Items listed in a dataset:
= Beginning of Section =

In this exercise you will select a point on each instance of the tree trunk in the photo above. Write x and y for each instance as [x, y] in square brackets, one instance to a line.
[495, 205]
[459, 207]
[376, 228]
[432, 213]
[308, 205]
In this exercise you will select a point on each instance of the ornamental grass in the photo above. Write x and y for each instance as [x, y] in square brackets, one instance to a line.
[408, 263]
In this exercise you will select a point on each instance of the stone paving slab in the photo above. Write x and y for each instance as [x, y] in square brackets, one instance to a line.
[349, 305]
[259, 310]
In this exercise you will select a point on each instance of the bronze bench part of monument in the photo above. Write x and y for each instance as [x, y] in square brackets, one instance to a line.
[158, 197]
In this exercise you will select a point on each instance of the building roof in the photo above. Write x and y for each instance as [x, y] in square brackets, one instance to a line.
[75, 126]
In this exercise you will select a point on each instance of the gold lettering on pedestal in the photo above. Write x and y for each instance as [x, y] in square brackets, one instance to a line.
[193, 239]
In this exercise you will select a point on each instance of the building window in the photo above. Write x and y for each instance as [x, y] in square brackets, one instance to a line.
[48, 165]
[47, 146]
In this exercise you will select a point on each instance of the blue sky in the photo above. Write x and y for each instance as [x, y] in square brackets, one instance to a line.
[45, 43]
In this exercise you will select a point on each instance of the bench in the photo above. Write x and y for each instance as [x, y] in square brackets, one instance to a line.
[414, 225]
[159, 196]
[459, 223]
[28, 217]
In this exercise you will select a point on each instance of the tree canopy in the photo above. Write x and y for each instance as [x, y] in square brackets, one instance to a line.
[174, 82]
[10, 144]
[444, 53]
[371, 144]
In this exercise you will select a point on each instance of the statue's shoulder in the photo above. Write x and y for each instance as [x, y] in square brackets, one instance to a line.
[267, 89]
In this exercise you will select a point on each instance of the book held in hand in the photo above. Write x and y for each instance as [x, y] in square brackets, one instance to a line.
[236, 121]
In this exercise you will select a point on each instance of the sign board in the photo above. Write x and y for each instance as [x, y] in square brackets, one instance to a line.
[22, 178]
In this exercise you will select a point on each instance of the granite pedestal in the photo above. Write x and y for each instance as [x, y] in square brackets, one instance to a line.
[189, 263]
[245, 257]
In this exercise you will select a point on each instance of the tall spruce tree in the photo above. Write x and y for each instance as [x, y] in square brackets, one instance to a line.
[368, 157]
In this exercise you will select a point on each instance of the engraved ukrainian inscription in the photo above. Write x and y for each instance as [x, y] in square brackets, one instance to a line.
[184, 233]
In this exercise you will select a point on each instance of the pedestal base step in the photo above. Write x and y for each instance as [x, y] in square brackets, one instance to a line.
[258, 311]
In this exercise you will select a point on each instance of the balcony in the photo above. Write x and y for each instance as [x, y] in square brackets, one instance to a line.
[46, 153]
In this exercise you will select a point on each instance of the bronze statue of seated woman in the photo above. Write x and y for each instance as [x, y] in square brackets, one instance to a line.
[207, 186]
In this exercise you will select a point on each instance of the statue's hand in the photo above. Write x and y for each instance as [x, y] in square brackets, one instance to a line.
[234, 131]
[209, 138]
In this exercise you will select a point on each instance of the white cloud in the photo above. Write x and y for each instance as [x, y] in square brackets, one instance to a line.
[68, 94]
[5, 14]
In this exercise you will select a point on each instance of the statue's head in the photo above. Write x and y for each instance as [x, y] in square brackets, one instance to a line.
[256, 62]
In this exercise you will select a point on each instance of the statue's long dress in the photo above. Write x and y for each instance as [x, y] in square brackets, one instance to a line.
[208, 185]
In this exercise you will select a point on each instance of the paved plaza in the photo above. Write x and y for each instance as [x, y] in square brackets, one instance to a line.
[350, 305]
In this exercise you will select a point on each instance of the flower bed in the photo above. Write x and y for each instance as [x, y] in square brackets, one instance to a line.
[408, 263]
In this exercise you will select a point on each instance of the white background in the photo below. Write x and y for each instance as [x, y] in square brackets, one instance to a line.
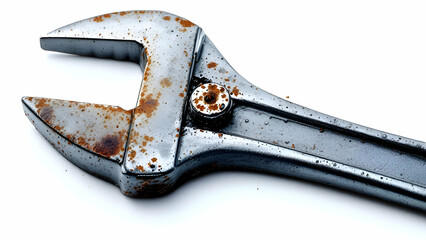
[362, 61]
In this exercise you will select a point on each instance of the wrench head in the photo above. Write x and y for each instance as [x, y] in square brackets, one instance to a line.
[107, 141]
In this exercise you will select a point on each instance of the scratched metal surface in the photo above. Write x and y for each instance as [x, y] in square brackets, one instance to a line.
[279, 137]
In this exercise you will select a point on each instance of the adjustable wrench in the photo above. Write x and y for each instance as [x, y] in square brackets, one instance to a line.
[196, 114]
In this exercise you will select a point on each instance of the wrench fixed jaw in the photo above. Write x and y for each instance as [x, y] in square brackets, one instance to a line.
[139, 144]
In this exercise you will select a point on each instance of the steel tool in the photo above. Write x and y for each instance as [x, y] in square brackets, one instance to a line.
[196, 114]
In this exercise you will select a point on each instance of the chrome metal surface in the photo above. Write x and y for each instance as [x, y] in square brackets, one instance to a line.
[148, 150]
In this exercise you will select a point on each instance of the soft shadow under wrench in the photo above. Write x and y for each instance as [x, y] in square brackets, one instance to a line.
[195, 113]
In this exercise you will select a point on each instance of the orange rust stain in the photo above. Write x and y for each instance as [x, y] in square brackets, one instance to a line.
[166, 82]
[147, 105]
[184, 22]
[132, 154]
[98, 19]
[235, 91]
[140, 168]
[214, 107]
[41, 103]
[212, 65]
[200, 107]
[107, 146]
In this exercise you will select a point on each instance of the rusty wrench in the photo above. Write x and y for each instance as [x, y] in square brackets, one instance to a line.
[195, 113]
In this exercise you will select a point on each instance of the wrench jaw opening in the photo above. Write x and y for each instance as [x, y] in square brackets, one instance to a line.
[134, 148]
[269, 134]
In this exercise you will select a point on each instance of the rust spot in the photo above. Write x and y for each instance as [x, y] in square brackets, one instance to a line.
[108, 146]
[166, 82]
[147, 105]
[200, 107]
[235, 91]
[46, 114]
[214, 107]
[148, 138]
[212, 65]
[184, 22]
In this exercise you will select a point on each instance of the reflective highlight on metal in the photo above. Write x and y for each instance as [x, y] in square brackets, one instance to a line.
[174, 133]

= End of Section =

- _What you should do_: All lines from the one containing "of the reflective" to the end of the data above are to be set down exactly; no others belong in the answer.

- _Your solution_:
In this exercise you will select a point on each instance of the reflective highlight on metal in the photo above. Write x and y for each instance as [x, y] in square brackets, one instance to a line.
[174, 133]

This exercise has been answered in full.